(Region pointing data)
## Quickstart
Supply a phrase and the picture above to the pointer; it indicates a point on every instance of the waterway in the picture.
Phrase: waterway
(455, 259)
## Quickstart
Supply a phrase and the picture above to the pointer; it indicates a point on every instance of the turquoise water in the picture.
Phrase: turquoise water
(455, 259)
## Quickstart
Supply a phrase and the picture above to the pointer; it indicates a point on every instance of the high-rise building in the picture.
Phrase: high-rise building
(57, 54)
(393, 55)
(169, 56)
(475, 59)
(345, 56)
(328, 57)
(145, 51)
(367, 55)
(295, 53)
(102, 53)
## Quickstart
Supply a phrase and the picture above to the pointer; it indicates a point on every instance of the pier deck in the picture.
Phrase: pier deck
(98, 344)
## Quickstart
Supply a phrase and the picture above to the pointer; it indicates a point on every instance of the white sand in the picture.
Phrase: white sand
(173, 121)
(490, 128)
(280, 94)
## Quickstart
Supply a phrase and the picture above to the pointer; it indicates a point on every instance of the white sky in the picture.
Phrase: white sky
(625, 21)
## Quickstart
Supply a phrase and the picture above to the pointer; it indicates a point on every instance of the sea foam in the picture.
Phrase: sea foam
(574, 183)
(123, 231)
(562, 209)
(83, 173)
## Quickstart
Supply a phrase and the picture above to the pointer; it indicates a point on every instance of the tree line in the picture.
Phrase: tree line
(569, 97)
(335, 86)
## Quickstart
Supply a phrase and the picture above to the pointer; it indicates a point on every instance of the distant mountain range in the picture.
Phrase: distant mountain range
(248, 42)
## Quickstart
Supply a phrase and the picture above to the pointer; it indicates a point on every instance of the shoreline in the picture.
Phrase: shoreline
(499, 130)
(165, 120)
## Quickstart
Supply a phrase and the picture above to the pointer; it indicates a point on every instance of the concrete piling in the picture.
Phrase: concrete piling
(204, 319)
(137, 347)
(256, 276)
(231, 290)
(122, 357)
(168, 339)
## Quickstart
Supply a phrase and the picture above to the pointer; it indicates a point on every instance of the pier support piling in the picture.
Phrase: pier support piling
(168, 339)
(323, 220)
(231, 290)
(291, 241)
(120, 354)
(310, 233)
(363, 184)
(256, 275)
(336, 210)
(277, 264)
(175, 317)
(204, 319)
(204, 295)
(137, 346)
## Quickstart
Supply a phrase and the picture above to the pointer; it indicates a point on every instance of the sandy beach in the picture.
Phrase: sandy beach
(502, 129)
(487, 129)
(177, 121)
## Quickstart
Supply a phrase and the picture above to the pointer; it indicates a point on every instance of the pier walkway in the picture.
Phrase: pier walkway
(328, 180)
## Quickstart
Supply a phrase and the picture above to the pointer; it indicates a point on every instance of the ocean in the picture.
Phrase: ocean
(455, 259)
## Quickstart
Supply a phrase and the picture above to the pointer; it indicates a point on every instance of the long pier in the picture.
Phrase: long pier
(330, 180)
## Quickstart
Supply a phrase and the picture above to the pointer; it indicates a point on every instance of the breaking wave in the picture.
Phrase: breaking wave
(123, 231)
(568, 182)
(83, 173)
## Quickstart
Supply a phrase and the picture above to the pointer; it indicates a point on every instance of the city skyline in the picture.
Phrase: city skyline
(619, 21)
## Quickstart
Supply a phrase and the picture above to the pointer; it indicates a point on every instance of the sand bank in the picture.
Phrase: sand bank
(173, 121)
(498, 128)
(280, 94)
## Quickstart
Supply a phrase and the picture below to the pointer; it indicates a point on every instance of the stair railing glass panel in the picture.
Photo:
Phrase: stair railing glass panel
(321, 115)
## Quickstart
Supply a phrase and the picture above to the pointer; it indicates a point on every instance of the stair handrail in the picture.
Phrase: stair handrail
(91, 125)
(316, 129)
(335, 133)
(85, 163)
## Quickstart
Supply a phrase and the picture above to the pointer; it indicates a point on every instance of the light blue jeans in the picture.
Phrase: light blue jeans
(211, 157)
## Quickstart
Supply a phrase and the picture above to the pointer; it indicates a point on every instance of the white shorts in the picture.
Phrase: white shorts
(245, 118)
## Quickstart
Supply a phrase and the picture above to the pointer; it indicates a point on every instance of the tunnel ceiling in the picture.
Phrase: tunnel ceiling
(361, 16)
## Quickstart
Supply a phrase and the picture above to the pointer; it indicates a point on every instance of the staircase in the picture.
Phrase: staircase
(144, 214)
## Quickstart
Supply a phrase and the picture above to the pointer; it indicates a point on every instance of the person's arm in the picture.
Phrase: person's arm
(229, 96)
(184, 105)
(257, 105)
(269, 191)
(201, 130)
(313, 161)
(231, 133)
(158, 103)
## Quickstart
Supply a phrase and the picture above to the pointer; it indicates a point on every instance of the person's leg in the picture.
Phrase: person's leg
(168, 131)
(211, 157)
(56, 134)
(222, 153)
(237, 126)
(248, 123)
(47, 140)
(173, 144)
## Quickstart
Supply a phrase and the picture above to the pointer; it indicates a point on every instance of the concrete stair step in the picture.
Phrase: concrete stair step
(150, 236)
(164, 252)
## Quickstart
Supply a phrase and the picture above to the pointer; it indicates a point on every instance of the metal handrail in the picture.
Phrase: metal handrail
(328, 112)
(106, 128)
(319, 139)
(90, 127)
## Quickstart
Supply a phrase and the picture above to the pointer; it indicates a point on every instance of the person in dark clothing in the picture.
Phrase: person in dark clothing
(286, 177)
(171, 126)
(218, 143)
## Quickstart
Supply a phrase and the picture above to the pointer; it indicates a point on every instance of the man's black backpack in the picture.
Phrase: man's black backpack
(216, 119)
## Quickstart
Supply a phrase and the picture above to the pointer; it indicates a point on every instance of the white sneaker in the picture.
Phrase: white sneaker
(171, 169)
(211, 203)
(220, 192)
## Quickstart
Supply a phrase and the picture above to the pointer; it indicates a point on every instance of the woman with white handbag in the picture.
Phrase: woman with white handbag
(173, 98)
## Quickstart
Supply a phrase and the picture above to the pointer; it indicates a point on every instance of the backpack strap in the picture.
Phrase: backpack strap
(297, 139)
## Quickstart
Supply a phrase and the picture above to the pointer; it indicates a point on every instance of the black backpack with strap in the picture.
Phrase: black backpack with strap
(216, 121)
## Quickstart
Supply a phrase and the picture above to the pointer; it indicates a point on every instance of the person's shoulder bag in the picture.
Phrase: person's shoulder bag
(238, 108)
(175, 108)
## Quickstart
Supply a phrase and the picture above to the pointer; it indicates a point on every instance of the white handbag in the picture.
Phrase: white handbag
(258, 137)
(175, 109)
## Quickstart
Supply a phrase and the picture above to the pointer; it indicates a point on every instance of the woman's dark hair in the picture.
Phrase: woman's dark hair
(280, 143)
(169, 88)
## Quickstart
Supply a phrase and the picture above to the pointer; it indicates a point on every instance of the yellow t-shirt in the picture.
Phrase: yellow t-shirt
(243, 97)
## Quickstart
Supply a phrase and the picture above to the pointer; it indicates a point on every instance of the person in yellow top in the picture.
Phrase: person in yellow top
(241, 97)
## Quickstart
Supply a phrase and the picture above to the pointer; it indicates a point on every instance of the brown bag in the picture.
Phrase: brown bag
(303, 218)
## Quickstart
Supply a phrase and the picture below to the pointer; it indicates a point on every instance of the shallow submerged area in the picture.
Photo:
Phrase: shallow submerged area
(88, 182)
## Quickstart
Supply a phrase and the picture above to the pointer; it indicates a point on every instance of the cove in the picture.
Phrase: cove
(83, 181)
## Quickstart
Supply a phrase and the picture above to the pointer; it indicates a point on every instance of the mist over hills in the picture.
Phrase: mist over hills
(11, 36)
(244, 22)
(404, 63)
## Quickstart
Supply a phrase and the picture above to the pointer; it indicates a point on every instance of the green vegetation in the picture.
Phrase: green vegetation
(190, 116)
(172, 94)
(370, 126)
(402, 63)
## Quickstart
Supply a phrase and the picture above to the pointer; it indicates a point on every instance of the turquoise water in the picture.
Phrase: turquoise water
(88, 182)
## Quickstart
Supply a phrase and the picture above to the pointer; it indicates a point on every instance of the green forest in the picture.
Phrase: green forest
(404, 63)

**ASSIGNED TASK:** For every line of the data above that contains "below", copy that line.

**SOLUTION:**
Supply a phrase and the picture below to the pointer; it indicates a point on every instance of the stair railing glass panel in the picture.
Supply a phrase and the picture below to the pointer; it indicates a point on every instance of the shallow submerged area in the picture.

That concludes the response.